**Consigne 1**
Répondez à ces questions sur le texte consacré à Alain Delon :
(a) Quel chanteur né la même année que Delon jouait dans les films musicaux évoqués ?
(b) Quels écrivains sont cités comme lectures de cette époque ?
(c) Quels acteurs figurent dans la première adaptation des Trois mousquetaires mentionnée ?
**Consigne 2**
Poursuivez le texte sur les souvenirs de cinéma liés à Alain Delon, à la suite de sa dernière phrase.

La disparition d’Alain Delon me plonge dans les années '60 et '70 que j’ai vécues de l’autre côté du Rideau de Fer, mes années de collège et de lycée. Dans les salles de cinéma, j’ai vu des films soviétiques, indiens, américains, italiens, français. Je me rappelle les films musicaux avec Elvis Presley (il est né la même année que Delon) ou avec Gianni Morandi, mais je me rappelle surtout les films français de cape et d’épée, mes favoris. C’est l’époque où je lisais Dumas, Féval (mais aussi Balzac). Je suis d’ailleurs restée fidèle à la première adaptation des Trois mousquetaires, celle avec Gérard Barray et Mylène Demongeot (qui aurait pu imaginer que j’allais rencontrer l’actrice à Nice, des années plus tard…).

**Données disponibles**
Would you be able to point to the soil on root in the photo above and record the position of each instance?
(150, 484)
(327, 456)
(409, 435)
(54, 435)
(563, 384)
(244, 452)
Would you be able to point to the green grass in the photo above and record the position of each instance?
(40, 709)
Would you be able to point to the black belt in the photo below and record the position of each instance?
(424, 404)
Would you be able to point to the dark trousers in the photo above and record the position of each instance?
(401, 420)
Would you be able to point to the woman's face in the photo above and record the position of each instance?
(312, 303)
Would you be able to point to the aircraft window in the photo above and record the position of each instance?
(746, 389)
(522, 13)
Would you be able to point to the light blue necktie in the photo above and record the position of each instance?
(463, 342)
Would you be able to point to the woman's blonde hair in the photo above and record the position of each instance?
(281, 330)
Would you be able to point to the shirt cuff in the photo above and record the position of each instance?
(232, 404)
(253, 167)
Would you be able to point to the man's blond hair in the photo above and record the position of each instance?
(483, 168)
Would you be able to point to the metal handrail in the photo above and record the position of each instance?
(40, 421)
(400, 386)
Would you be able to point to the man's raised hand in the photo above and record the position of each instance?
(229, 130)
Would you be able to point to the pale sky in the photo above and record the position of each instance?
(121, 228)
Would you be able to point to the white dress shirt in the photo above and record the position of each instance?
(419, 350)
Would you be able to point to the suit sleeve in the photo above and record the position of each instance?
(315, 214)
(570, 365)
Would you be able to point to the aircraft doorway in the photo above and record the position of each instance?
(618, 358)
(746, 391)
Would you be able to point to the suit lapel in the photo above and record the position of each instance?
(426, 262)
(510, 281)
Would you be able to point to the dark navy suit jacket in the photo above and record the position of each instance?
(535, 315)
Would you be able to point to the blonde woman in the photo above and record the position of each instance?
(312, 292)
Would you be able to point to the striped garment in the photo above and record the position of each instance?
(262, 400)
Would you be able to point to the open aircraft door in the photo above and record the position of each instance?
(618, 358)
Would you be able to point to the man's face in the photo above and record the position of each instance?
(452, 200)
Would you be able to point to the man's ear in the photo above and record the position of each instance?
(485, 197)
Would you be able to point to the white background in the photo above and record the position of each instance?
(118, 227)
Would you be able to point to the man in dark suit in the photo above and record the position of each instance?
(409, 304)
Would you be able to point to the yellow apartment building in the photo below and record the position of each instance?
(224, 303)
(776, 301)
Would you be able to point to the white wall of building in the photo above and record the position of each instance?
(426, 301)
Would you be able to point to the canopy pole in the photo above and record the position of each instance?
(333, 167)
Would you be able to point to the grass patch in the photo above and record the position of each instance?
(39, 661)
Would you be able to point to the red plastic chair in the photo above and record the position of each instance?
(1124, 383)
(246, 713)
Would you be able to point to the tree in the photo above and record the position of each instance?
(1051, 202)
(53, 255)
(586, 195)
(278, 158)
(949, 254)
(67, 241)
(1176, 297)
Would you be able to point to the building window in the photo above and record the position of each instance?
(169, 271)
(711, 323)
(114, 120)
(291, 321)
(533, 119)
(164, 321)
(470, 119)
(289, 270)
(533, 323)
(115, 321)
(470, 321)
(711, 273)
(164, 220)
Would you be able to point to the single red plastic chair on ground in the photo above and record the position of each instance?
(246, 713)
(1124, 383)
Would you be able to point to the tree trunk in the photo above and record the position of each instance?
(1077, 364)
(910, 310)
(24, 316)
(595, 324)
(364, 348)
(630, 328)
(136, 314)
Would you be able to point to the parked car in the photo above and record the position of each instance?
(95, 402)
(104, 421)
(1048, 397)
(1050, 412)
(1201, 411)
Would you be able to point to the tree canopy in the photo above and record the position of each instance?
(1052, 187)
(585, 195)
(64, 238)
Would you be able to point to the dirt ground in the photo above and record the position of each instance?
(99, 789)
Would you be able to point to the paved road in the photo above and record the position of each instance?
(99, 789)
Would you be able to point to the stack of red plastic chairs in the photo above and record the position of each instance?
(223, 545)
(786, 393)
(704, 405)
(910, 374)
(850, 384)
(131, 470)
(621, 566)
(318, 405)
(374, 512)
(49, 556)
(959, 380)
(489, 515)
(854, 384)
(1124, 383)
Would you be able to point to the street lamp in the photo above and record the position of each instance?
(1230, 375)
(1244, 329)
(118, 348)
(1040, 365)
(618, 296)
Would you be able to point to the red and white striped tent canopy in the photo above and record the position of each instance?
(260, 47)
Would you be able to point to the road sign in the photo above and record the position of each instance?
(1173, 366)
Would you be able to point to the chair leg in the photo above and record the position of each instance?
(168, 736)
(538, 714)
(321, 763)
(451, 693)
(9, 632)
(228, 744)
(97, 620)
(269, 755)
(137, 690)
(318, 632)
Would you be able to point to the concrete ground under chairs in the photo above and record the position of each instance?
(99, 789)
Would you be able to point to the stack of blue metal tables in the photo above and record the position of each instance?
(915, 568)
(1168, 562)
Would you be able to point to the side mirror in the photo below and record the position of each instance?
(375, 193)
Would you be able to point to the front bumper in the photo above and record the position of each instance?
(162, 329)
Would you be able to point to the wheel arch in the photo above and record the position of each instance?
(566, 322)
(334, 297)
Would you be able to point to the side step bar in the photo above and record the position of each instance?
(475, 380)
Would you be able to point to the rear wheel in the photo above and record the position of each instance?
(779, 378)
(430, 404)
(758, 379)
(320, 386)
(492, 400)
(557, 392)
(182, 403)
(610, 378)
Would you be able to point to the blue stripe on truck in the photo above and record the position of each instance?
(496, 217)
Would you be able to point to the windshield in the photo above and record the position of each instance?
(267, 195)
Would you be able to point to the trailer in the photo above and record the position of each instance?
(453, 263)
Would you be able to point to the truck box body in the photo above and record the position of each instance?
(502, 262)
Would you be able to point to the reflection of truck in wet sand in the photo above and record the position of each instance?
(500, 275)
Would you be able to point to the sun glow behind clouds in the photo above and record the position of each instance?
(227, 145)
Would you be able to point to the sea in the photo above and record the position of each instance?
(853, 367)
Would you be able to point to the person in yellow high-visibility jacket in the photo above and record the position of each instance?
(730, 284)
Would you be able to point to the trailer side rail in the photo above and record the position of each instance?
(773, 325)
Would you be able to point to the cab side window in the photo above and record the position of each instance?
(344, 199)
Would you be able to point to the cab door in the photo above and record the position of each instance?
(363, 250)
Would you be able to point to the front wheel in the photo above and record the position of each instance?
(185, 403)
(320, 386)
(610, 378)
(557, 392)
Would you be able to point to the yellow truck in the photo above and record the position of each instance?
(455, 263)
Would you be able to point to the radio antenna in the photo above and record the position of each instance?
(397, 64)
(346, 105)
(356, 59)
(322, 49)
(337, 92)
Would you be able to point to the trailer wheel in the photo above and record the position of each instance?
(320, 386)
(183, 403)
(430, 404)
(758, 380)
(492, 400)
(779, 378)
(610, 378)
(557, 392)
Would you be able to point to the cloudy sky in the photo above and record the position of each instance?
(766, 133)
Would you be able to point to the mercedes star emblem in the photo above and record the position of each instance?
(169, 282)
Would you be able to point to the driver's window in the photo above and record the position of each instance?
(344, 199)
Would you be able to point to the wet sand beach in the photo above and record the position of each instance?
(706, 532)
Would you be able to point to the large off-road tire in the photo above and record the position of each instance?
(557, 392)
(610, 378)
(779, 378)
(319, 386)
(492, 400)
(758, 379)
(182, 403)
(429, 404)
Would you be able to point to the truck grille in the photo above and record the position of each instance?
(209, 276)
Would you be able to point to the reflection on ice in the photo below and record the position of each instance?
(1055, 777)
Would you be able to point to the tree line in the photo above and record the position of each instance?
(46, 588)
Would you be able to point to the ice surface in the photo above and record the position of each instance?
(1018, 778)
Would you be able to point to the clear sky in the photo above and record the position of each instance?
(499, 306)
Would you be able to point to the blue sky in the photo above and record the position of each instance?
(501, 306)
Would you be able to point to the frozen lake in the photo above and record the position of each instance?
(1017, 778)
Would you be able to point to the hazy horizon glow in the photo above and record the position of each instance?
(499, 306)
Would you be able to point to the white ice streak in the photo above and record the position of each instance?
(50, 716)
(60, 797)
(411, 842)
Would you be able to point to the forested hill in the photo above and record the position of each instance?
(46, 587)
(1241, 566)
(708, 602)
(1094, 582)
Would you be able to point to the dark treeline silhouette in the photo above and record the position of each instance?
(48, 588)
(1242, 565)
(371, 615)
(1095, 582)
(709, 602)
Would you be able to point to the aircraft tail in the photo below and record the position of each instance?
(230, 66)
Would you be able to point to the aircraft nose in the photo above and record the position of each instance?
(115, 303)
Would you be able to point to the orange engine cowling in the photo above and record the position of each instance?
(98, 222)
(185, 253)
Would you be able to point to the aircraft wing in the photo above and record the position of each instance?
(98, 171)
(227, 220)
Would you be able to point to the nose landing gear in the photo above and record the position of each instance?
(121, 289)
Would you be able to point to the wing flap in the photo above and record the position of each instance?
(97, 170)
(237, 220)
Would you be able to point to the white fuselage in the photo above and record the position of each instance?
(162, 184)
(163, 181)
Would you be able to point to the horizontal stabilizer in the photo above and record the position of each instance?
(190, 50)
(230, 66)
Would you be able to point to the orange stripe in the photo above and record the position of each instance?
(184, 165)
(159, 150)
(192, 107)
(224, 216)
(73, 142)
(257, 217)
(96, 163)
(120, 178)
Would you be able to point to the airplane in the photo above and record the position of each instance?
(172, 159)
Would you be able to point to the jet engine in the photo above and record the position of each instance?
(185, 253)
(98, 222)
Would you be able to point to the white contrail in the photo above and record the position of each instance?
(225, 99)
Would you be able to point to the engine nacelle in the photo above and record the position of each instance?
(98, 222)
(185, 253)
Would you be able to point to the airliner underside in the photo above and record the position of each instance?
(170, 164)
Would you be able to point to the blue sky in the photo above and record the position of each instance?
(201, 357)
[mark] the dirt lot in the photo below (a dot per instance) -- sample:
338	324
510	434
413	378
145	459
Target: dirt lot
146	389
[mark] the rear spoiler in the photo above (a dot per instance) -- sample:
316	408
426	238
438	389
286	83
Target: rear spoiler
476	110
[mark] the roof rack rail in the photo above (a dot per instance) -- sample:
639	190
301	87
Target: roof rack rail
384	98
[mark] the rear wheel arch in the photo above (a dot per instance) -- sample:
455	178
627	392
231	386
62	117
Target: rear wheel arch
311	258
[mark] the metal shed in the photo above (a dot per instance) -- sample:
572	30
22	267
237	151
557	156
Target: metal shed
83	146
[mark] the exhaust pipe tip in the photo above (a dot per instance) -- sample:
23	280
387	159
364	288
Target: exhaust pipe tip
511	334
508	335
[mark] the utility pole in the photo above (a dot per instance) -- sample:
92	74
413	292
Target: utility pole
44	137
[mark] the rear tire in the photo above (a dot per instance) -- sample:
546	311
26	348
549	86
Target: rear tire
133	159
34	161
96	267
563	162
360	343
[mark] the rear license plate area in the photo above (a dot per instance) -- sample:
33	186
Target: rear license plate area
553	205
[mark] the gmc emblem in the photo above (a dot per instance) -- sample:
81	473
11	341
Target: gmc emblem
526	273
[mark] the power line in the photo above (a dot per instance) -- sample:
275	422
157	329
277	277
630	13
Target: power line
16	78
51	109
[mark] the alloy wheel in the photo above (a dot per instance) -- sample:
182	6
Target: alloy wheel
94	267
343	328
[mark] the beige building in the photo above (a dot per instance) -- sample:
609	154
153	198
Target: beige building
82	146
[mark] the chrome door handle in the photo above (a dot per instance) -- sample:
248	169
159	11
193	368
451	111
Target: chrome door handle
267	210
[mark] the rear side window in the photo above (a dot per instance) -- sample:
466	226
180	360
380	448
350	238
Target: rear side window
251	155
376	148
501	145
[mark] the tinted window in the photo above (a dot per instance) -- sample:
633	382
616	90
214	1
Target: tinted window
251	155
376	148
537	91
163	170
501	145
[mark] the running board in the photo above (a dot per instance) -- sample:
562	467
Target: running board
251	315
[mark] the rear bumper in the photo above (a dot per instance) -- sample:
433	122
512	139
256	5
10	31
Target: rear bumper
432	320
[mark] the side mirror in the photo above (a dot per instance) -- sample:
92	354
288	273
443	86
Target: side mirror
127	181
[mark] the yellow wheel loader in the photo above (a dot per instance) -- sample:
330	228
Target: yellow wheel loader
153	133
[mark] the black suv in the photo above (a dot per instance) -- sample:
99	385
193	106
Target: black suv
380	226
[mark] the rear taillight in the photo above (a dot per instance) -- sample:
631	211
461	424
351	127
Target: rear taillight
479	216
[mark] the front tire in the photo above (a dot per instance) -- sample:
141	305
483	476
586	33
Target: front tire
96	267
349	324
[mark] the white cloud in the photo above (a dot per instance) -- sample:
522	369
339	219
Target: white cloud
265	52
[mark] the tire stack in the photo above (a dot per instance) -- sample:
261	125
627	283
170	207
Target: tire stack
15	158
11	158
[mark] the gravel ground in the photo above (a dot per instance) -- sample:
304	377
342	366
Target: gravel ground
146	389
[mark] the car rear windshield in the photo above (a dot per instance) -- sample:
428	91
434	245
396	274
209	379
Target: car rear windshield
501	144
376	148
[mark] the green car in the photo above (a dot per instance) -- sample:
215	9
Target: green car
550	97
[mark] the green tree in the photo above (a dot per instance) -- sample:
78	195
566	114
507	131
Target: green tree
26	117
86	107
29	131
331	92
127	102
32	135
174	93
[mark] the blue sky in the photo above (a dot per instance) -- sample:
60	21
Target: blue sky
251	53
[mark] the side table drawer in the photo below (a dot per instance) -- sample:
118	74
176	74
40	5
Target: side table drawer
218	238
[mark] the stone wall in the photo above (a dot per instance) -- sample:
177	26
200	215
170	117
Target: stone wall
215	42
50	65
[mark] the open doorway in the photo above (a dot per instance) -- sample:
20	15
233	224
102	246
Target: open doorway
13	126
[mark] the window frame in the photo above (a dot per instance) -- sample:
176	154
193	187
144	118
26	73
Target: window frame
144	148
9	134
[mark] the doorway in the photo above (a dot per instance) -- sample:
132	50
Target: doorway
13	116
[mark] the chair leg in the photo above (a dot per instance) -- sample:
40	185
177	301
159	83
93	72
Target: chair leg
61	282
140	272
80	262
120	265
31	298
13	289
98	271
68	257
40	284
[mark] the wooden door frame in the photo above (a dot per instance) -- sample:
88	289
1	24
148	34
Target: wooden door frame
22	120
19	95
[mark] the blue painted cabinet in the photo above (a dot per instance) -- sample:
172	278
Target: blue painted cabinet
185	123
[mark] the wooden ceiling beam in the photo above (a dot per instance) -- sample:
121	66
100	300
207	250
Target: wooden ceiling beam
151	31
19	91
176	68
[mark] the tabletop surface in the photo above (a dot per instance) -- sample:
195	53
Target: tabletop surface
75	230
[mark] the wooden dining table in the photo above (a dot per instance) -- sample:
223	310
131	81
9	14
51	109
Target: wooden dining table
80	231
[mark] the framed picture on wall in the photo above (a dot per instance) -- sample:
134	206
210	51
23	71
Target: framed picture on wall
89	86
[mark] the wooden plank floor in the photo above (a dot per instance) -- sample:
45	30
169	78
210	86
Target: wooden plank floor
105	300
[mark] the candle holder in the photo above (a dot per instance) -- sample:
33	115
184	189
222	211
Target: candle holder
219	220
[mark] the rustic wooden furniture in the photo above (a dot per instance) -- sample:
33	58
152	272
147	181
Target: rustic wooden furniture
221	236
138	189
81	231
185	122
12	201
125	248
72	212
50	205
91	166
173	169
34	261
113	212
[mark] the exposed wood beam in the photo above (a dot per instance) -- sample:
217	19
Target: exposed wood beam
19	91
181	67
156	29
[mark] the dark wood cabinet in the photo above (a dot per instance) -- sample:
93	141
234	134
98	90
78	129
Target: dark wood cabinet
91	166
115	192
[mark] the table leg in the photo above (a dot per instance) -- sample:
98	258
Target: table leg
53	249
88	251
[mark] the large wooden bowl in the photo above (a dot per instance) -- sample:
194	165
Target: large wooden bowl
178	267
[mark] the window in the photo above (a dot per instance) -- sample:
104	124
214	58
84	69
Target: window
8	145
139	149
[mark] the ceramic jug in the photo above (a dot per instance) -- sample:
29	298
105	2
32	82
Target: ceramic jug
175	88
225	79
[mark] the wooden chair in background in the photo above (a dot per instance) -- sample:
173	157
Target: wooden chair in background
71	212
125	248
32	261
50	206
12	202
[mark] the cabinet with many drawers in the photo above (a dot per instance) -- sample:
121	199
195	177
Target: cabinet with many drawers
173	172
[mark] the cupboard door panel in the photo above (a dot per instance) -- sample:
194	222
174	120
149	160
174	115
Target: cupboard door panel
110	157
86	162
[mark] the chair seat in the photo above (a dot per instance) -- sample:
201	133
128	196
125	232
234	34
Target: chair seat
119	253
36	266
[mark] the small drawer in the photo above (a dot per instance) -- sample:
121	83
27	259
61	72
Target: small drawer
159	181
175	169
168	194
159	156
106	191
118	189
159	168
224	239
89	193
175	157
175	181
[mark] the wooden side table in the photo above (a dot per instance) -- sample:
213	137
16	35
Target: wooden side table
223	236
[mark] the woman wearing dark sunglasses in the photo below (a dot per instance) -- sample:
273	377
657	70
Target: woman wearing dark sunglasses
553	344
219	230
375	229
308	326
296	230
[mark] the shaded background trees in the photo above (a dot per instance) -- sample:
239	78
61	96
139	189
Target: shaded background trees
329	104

**Zone de réponse 1**
(a) Elvis Presley.
(b) Dumas, Féval et Balzac.
(c) Gérard Barray et Mylène Demongeot.

**Zone de réponse 2**
De tous les films avec Alain Delon, je sais que j'ai surtout aimé à cet-âge-là La Tulipe Noire (pour le justicier, mon type humain préféré, comme Monte-Cristo) et Le Guépard (pour la scène du bal...). Hier soir, j’ai regardé Le Samouraï, diffusé sur France 2. J’en ai eu la patience parce que je voulais revoir l’acteur jeune, mais d'habitude je ne regarde plus (et je ne relis plus) ce qui appartient à une époque plutôt lointaine. J’évite les émotions qui accompagnent obligatoirement les souvenirs, mais on n'est jamais à l'abri de la mémoire involontaire. J'évite la nostalgie inhérente, d'une part, et, d’autre part, je trouve le présent suffisamment précieux et stimulant. Et puis, il est vrai aussi que notre sensibilité évolue, ou qu’elle est différente, et que la perception du rythme et des détails n’est plus la même, ce qui fait que la réalisation technique d’un film des années '60 ou '70 peut nous sembler un peu bizarre. Néanmoins, il ne faut pas oublier que c’était l’âge d’or du cinéma français. Je ne regarde pas les films français actuels, ce qui fait que mon choix sur les programmes TV est extrêmement limité (je ne suis pas abonnée à Netflix, ni à une autre chaîne cinéma, il me reste donc la chaîne Arte, de temps en temps).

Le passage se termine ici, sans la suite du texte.